DOCUMENT SEGMENT:
## Start

Subject: Re: [xsl] XSLT Unit Testing and Coverage
From: "BR Chrisman brchrisman@xxxxxxxxx" <xsl-list-service@xxxxxxxxxxxxxxxxxxxxxx>
Date: Thu, 29 May 2014 17:08:57 -0000

On Thu, May 29, 2014 at 3:27 AM, Ihe Onwuka ihe.onwuka@xxxxxxxxx <
xsl-list-service@xxxxxxxxxxxxxxxxxxxxxx> wrote:

>
> On Thu, May 29, 2014 at 8:11 AM, BR Chrisman brchrisman@xxxxxxxxx <
> xsl-list-service@xxxxxxxxxxxxxxxxxxxxxx> wrote:
>
>> On Wed, May 28, 2014 at 10:38 PM, Ihe Onwuka ihe.onwuka@xxxxxxxxx <
>> xsl-list-service@xxxxxxxxxxxxxxxxxxxxxx> wrote:
>>
>>> On Wed, May 28, 2014 at 8:38 PM, Ihe Onwuka <ihe.onwuka@xxxxxxxxx>
>>> wrote:
>>>
>>>>
>>>> On Wed, May 28, 2014 at 7:57 PM, Vasudev Kandhadai
>>>> vasu.kandhadai@xxxxxxxxx <xsl-list-service@xxxxxxxxxxxxxxxxxxxxxx>
>>>> wrote:
>>>>
>>>>> Dear All,
>>>>> is there a good reason to deploy a XSLT unit testing framework?
>>>>>
>>>>
>>>> No.

## End

LISTING:

## Start

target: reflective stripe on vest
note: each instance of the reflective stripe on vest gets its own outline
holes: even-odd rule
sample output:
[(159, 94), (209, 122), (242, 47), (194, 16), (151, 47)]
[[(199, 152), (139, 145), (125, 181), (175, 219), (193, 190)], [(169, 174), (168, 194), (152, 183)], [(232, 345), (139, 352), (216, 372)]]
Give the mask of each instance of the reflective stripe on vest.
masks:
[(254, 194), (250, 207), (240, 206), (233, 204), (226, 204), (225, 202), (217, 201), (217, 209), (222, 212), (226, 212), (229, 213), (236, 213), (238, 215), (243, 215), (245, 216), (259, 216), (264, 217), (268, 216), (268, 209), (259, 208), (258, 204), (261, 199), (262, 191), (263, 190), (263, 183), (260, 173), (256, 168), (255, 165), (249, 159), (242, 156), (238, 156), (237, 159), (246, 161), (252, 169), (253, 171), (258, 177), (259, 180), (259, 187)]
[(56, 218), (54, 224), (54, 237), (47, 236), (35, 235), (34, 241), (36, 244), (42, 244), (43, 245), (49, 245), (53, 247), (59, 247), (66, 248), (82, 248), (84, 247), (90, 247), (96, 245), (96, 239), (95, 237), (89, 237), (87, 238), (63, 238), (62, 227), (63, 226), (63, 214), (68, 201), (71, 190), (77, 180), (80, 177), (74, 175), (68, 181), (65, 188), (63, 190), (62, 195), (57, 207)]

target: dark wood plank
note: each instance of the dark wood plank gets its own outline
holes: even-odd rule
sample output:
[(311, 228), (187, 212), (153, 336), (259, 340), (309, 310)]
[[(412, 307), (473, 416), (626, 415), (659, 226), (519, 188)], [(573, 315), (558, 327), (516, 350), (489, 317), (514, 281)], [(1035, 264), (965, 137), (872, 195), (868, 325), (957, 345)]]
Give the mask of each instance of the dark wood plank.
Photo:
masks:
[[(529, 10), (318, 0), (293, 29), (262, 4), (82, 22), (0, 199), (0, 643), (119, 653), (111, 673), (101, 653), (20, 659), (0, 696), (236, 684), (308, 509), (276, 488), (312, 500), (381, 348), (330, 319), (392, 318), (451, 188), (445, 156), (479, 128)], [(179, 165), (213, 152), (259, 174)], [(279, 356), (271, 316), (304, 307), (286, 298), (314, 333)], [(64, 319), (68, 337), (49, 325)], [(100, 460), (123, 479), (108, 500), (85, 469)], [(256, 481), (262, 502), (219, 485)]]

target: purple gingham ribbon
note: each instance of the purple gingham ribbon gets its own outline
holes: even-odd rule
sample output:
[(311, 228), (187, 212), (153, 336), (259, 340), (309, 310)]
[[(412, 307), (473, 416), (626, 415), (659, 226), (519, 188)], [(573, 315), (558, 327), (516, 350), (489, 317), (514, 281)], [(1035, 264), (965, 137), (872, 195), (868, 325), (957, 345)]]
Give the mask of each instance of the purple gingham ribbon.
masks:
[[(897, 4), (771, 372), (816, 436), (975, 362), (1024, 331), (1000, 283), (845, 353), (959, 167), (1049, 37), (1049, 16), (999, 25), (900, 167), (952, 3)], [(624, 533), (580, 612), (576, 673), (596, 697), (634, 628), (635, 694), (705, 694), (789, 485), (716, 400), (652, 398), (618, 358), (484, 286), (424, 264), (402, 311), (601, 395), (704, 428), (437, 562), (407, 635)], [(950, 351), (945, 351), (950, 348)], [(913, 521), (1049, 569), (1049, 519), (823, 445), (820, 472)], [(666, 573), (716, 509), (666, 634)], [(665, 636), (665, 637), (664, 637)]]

## End

PROBLEMS AND TASKS:
a – Retype the entries word for word, from their very first line through the line that contains "352), (216, 372)]]", both ends included.
b – Write what comes next in the email thread about XSLT unit testing, picking up right after its final line.

OUTPUTS FOR THE TASKS:
a –
target: reflective stripe on vest
note: each instance of the reflective stripe on vest gets its own outline
holes: even-odd rule
sample output:
[(159, 94), (209, 122), (242, 47), (194, 16), (151, 47)]
[[(199, 152), (139, 145), (125, 181), (175, 219), (193, 190)], [(169, 174), (168, 194), (152, 183)], [(232, 345), (139, 352), (216, 372)]]

b –
>>>>
>>>>
>>>>> I have never seen any serious XSLT dev env where the XSLT unit testing
>>>>> was either done religiously, or considered mandatory.  Other than a very
>>>>> religious Java development team with strict Junit set up with Maven etc,
>>>>> who have adopted XSLT into their dev env, who would now want to extend the
>>>>> same ideologies to the XSLT world?  I have personally never used or
>>>>> utilized practically any XSLT unit testing framework in any project and nor
>>>>> was there any requirement to do so...
>>>>>
>>>>>
>>>> Why is Java a valid reference point. It's a completely different
>>>> language.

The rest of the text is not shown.